Saved entries
#####
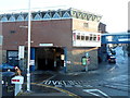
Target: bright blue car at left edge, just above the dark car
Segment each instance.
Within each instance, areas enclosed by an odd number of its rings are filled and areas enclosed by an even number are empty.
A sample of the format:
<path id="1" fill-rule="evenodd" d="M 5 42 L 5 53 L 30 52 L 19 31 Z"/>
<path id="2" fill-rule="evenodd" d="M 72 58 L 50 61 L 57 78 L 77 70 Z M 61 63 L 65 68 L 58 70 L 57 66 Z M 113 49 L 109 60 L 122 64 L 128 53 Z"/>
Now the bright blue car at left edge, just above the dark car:
<path id="1" fill-rule="evenodd" d="M 8 70 L 10 70 L 11 72 L 14 72 L 15 71 L 15 65 L 11 65 L 11 64 L 8 64 L 8 63 L 2 63 L 0 65 L 0 71 L 6 72 Z"/>

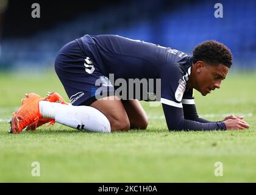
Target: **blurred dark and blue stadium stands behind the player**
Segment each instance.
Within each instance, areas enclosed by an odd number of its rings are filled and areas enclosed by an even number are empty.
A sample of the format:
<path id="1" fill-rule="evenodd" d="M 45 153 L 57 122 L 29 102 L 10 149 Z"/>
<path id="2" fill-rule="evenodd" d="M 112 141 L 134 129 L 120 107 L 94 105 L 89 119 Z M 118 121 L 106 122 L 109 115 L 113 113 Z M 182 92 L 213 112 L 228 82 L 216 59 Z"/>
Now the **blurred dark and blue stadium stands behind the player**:
<path id="1" fill-rule="evenodd" d="M 41 18 L 31 5 L 40 4 Z M 215 18 L 220 2 L 223 18 Z M 0 0 L 0 71 L 41 71 L 68 41 L 84 34 L 118 34 L 191 54 L 204 40 L 233 53 L 232 69 L 255 69 L 256 1 L 14 1 Z"/>

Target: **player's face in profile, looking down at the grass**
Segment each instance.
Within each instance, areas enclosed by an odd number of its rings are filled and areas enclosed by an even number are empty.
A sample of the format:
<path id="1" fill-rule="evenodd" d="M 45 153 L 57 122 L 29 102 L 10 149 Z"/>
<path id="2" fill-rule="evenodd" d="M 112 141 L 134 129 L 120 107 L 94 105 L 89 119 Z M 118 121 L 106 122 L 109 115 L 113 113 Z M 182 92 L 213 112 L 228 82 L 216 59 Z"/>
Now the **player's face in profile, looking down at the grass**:
<path id="1" fill-rule="evenodd" d="M 212 66 L 204 63 L 204 66 L 200 69 L 200 74 L 197 75 L 197 90 L 203 96 L 206 96 L 215 88 L 220 88 L 221 82 L 226 78 L 228 72 L 229 68 L 222 64 Z"/>

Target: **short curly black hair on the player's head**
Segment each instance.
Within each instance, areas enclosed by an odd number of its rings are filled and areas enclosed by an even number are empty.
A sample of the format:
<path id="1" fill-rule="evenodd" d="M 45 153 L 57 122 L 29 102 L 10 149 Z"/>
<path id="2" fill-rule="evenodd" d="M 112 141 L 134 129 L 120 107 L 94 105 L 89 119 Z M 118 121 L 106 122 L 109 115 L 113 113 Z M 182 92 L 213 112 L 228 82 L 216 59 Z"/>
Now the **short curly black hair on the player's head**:
<path id="1" fill-rule="evenodd" d="M 230 68 L 232 65 L 232 53 L 227 46 L 215 40 L 204 41 L 197 44 L 193 51 L 193 63 L 204 61 L 210 65 L 223 65 Z"/>

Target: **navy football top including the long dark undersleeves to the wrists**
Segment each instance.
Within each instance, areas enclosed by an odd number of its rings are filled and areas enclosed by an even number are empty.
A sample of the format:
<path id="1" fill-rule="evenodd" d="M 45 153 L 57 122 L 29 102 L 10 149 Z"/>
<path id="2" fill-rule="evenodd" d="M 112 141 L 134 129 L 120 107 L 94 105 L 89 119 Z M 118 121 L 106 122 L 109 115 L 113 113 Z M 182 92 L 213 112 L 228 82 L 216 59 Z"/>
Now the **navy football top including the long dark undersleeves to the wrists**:
<path id="1" fill-rule="evenodd" d="M 197 115 L 193 89 L 187 88 L 192 66 L 190 55 L 119 35 L 85 35 L 76 41 L 87 57 L 85 66 L 96 65 L 106 78 L 113 74 L 115 79 L 112 82 L 124 79 L 129 83 L 129 79 L 146 79 L 149 84 L 154 80 L 153 93 L 157 96 L 161 89 L 156 100 L 162 102 L 169 130 L 226 130 L 224 122 L 207 121 Z M 93 76 L 94 69 L 87 71 Z M 161 87 L 156 84 L 159 79 Z M 146 98 L 139 96 L 132 99 L 151 100 L 151 92 L 148 91 Z M 130 97 L 130 94 L 127 95 Z"/>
#####
### What needs to be done
Your task is to restate word for word the lines from the top of the data to the line containing "5 42 L 5 53", both ends included, with every picture left out.

### Result
Target: bright blue car at left edge, just above the dark car
Segment each instance.
Within each instance, areas enclosed by an odd number of its rings are filled and areas enclosed by an even number are empty.
A sample of the format:
<path id="1" fill-rule="evenodd" d="M 5 42 L 5 53 L 30 52 L 19 31 Z"/>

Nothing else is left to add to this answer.